PAGE TEXT:
================
R v Tembeleski

Case

[2024] NSWDC 503

10 October 2024

No judgment structure available for this case.

District Court


New South Wales

Medium Neutral Citation: R v Tembeleski [2024] NSWDC 503
Hearing dates: 24 September 2024
26 September 2024
30 September 2024
1 October 2024
2 October 2024
3 October 2024
8 October 2024
9 October 2024
10 October 2024
14 October 2024
Date of orders: 10 October 2024
Decision date: 10 October 2024
Jurisdiction:Criminal
Before: Montgomery DCJ
Decision:

I do not give the jury any instruction as to further alternative counts as would be available under s 115A in other circumstances at this time.

Catchwords:

CRIMINAL PROCEDURE — Trial — Alternative verdict

CRIMINAL PROCEDURE — Trial — Directions to jury

Legislation Cited:

Crimes Act 1900 (NSW), ss 111(3), 112(3), 115A

Cases Cited:

GM v R [2017] NSWCCA 298

James v The Queen (2014) 253 CLR 475; [2014] HCA 6

R v Gulliford (2004) 148 A Crim R 558; [2004] NSWCCA 338

Category:Procedural rulings
Parties: Rex (Crown)
Jason Tembeleski (Accused)
Representation:

Counsel:
Mr Will Tuckey (Crown)
Ms Leah Rowan (Accused)

Solicitors:
Office of the Director of Public Prosecutions (Crown)
Australian Criminal Law Group (Accused)
File Number(s): 2023/00062145

Judgment

  1. This is Voir Dire 9, Ex Tempore judgment, application of s 115A, Crimes Act 1900 (NSW) (‘Crimes Act’).
================
DATA EXTRACT:

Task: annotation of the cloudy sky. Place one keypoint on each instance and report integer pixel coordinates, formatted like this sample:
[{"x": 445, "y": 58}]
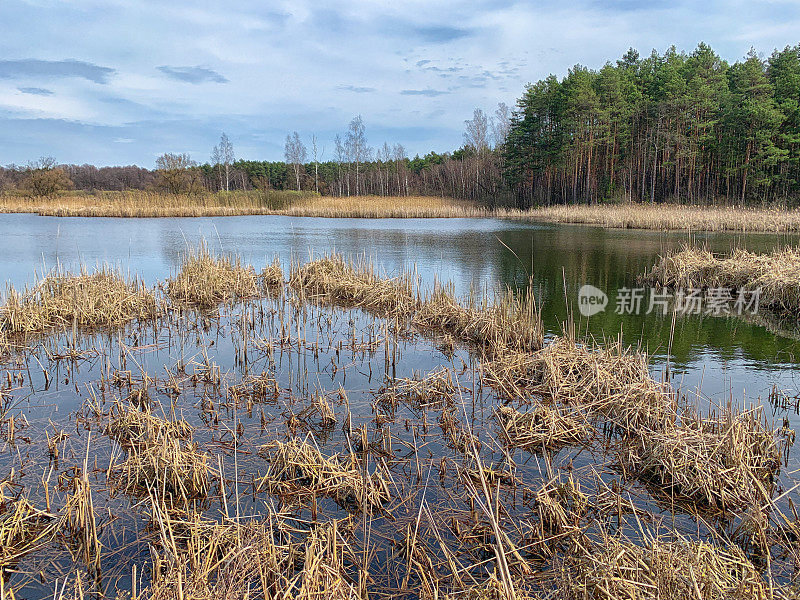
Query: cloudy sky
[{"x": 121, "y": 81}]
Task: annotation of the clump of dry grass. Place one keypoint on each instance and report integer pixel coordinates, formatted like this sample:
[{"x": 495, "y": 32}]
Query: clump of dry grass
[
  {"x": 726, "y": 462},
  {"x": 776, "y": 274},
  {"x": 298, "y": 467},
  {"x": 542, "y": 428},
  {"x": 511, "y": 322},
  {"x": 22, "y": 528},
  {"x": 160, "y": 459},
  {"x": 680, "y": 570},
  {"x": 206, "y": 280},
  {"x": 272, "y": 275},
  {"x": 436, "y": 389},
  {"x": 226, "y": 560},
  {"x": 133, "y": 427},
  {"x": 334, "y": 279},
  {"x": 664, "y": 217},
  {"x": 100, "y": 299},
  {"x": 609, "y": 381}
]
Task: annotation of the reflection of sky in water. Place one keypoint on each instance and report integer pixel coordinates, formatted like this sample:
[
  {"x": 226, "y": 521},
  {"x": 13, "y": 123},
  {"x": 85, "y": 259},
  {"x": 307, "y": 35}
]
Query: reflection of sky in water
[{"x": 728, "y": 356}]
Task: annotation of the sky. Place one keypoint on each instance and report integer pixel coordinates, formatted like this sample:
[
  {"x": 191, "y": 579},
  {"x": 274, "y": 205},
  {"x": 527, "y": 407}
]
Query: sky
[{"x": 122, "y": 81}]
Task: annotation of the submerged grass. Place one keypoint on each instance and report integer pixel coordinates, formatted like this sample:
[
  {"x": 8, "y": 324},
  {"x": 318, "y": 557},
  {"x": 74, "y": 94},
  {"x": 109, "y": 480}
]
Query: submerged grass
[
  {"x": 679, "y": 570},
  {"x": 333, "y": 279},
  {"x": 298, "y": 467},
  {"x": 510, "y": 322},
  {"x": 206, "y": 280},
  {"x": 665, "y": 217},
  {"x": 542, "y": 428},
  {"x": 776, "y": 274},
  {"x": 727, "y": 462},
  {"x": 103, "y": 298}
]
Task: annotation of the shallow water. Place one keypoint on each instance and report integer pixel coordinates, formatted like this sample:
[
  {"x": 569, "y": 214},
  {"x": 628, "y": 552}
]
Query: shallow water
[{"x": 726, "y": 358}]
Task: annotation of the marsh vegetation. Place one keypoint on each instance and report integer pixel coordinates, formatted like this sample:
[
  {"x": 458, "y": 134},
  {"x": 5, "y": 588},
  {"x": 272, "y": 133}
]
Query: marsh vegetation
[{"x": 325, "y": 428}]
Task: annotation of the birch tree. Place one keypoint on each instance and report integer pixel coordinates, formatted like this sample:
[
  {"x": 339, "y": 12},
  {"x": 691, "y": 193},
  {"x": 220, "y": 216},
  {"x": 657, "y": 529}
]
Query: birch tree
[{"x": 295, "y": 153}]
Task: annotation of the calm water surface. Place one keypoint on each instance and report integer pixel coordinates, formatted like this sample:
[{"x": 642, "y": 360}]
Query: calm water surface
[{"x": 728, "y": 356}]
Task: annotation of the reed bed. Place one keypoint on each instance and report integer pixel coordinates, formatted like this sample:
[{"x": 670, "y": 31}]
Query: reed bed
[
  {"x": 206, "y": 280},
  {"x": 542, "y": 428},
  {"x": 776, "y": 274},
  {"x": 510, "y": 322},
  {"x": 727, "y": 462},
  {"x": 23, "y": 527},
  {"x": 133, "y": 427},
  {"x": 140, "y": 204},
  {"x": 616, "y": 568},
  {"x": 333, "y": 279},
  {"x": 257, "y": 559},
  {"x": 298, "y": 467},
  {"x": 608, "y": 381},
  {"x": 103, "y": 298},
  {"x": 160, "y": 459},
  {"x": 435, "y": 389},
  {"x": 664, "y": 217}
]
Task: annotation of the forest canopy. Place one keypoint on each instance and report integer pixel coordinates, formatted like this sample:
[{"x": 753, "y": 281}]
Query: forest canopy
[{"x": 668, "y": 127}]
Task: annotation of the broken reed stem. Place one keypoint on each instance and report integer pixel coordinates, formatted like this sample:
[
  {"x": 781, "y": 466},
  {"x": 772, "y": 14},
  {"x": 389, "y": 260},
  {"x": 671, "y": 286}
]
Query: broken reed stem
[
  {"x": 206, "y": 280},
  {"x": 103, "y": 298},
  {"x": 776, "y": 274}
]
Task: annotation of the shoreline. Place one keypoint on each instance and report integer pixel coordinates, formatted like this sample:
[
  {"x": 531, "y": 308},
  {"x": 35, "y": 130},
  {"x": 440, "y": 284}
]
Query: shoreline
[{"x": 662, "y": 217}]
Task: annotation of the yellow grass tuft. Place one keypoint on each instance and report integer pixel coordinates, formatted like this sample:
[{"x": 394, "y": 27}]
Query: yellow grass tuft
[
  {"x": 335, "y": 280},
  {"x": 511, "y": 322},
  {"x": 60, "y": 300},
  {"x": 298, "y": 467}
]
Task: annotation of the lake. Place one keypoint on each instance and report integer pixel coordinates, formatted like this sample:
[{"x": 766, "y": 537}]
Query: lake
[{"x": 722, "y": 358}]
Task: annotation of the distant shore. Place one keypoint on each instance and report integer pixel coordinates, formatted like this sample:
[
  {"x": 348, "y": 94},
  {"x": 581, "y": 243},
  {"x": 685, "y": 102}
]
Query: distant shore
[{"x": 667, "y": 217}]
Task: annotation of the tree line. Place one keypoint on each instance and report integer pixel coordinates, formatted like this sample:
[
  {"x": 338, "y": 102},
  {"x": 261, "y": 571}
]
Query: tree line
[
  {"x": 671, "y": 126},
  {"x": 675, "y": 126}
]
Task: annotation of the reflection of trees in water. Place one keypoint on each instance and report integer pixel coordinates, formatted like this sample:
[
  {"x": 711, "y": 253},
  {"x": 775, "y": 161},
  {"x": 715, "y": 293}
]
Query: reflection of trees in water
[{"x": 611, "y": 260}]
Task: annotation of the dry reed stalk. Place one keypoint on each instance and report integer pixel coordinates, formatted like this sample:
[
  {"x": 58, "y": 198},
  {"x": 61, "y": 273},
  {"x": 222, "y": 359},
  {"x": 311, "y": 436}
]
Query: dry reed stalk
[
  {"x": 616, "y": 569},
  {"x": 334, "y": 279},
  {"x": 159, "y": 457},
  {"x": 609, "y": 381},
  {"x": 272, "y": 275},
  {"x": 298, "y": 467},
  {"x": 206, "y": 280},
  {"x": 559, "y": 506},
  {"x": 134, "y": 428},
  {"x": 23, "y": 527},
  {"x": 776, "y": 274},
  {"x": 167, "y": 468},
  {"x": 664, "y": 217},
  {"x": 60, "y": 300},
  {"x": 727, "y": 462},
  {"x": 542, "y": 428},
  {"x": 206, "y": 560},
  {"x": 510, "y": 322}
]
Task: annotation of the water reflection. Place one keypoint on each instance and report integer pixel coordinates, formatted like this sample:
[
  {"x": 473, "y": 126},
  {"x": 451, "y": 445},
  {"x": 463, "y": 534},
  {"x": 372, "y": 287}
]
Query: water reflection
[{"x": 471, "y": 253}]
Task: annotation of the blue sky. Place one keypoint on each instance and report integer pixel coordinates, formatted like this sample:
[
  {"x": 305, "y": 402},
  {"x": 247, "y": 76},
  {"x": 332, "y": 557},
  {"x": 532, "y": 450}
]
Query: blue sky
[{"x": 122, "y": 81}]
================
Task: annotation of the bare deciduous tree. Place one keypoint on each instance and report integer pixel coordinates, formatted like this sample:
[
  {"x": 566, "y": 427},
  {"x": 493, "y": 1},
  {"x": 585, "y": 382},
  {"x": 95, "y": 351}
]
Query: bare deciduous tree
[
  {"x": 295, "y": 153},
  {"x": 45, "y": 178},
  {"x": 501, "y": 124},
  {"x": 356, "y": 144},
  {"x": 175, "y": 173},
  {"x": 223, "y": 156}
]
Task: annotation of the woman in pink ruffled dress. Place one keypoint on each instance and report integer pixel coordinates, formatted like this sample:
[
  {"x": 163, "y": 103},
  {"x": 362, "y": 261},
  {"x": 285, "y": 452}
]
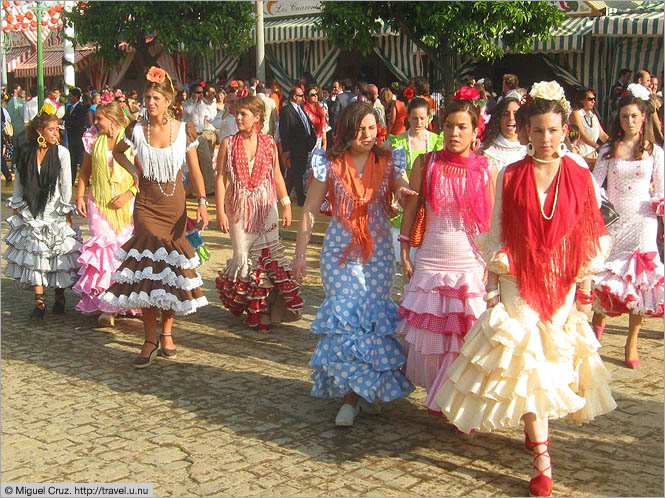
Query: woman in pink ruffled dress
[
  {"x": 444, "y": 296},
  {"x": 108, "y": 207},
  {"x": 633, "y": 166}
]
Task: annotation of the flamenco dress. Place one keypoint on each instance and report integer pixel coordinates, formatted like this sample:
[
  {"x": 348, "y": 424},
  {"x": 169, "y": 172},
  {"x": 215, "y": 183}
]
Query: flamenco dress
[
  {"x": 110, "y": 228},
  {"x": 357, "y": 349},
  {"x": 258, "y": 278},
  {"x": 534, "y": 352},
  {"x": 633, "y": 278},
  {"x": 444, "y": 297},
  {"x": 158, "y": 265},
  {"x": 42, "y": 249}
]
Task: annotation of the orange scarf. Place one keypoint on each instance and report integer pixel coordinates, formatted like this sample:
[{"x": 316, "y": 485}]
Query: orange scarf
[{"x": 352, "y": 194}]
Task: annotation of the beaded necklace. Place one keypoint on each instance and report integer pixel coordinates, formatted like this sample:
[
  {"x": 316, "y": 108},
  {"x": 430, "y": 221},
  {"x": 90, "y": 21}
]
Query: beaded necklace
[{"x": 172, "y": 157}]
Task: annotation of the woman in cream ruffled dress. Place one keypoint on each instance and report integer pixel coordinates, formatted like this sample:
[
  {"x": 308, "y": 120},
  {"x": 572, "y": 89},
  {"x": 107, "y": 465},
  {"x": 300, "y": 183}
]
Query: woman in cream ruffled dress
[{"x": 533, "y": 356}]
================
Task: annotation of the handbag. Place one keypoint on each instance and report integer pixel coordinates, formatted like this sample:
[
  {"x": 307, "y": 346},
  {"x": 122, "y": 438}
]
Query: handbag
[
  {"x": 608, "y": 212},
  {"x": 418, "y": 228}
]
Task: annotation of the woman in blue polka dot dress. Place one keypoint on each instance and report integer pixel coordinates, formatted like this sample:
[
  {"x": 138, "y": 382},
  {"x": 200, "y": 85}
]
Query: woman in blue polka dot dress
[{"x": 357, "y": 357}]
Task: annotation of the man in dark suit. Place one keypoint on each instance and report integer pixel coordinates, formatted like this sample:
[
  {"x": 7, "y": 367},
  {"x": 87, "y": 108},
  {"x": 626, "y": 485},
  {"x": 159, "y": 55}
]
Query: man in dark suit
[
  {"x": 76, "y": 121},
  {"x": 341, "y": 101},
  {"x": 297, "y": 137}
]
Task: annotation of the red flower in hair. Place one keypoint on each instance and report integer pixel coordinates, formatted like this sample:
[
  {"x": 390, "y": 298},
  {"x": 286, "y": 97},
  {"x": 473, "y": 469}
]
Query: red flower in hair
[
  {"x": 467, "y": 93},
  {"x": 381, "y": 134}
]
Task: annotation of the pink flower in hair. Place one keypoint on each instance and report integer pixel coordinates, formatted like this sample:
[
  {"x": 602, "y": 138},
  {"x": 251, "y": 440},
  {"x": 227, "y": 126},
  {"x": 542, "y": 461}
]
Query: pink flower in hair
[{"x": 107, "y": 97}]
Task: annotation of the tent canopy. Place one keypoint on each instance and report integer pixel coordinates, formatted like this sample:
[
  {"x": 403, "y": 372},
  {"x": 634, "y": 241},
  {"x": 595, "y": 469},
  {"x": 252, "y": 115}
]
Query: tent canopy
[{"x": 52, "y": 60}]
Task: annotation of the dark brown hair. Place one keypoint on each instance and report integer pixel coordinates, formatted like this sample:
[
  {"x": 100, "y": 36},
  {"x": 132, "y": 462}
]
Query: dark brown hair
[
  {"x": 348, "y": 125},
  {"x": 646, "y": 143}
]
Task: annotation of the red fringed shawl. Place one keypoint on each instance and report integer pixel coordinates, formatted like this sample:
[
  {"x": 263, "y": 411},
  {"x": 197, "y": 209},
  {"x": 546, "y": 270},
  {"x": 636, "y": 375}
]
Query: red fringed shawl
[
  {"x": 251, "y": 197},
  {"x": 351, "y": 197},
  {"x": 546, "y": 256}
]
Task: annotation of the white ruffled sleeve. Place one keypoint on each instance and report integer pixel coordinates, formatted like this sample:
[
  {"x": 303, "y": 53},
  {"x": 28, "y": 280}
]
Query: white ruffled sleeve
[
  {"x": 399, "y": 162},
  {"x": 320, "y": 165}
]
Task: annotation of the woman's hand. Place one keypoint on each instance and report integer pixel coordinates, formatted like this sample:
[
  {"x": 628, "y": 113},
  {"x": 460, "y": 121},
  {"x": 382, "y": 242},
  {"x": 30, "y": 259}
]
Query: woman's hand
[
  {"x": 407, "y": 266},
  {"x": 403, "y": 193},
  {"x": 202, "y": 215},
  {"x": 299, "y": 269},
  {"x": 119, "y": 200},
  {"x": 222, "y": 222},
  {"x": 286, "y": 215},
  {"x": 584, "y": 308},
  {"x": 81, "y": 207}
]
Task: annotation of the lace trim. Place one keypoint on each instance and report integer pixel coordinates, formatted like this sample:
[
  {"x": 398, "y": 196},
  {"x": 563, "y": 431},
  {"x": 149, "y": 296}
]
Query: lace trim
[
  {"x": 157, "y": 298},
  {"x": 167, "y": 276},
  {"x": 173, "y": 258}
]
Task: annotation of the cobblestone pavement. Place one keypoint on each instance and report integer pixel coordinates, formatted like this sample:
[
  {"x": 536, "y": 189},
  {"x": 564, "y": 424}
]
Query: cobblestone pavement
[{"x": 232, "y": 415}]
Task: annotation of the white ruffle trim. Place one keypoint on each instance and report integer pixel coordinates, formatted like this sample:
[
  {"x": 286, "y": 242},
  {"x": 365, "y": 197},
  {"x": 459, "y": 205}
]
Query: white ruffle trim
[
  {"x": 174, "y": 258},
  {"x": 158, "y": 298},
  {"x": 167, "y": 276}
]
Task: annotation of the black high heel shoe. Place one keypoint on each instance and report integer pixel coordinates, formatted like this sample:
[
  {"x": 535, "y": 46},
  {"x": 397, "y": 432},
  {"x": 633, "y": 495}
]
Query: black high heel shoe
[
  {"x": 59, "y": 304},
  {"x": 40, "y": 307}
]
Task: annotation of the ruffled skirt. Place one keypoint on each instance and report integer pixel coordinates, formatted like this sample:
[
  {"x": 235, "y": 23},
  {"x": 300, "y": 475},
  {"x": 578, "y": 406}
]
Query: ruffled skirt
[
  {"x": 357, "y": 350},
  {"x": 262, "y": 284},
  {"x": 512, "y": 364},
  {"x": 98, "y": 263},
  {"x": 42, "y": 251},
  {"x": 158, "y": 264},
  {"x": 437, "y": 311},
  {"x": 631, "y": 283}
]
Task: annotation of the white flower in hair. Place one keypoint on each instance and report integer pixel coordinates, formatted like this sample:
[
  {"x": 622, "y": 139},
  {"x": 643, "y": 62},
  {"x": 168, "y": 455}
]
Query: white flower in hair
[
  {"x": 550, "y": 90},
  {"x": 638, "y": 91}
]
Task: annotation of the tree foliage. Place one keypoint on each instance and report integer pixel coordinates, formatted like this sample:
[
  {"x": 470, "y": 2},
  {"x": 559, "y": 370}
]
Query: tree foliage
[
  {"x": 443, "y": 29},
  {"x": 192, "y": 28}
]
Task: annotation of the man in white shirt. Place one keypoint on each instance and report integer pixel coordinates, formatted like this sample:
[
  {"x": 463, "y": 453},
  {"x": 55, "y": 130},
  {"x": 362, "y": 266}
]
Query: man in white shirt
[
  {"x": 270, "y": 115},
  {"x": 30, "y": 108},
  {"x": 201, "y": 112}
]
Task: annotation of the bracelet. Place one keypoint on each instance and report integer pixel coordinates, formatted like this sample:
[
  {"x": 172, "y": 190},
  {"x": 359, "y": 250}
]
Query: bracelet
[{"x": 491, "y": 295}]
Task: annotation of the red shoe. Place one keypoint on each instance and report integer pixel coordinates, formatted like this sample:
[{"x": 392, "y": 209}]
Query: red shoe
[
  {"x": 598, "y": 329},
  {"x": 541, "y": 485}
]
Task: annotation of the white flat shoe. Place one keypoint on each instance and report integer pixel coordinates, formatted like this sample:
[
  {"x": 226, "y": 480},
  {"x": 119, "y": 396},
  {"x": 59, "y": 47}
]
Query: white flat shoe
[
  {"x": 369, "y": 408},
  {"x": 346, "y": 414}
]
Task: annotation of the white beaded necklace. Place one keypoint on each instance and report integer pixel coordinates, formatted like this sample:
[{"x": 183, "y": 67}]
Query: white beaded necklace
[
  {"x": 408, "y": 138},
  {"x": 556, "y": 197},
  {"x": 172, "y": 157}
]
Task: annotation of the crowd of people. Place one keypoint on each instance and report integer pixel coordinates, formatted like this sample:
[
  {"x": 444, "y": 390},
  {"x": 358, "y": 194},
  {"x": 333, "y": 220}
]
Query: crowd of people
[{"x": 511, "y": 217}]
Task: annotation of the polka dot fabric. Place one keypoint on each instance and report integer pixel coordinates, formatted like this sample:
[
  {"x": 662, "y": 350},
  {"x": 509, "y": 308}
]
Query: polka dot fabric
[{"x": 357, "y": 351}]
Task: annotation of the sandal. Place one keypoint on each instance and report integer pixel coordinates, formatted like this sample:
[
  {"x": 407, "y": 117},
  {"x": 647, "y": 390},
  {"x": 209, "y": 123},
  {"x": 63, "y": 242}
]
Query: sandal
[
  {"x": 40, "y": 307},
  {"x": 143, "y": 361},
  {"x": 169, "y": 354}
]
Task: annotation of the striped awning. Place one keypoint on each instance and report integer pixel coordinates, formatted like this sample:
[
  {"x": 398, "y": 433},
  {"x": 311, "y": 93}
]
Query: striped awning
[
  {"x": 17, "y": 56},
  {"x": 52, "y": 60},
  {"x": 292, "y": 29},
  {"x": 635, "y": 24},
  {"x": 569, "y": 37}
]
================
DIRECTIVES:
• a. Write out the Tembeleski ruling word for word, beginning at "GM v R [2017]" and stopping after "Leah Rowan (Accused)".
• b. Write what comes next in the Tembeleski ruling, picking up right after its last sentence.
The lines aren't needed for any of this.

TASK ANSWERS:
• a.
GM v R [2017] NSWCCA 298

James v The Queen (2014) 253 CLR 475; [2014] HCA 6

R v Gulliford (2004) 148 A Crim R 558; [2004] NSWCCA 338

Category:Procedural rulings
Parties: Rex (Crown)
Jason Tembeleski (Accused)
Representation:

Counsel:
Mr Will Tuckey (Crown)
Ms Leah Rowan (Accused)

• b.
  2. The Accused stands indicted upon 1 count pursuant to s 112(3) and, in the alternative, 1 count pursuant to s 111(3) Crimes Act. Each of those counts fall within the parameters of s 115A Crimes Act, which section provides a statutory framework for alternative verdicts pursuant to that Act. The Crown opened to the jury on 2 October 2024; today is 10 October 2024. When the Crown, opened no reference was made to reliance on s 115A in the sense that the Crown did not open on alternative counts or possible alternative verdicts other than is provided for in the Indictment.

  3. On 8 October 2024, the parties raised for the first time in the trial that s 115A was a consideration. It should be understood that, between 2 October 2024 and 8 October 2024, the trial had not proceeded far in its evidence. This is because much time has been taken up with Basha inquiries of other potential witnesses and, indeed, with the obtaining of their attendances in the Court. On 9 October 2024, I invited the parties to revisit the issue, particularly with reference to the trial judge’s duty which I bear to secure a fair trial, not bound by, but bearing in mind, the informed forensic choices made by counsel for the parties: James v The Queen (2014) 253 CLR 475 at [38], followed in this state, GM v R [2017] NSWCCA 298 at [133].

  4. The point which I made at that time was that at this early stage of the trial, I, as trial judge, cannot know what evidence is to come, and therefore rely on the assistance of counsel as to whether or not a fair trial is likely to require instruction to the jury of the availability of alternative verdicts in accordance with s 115A of the Crimes Act.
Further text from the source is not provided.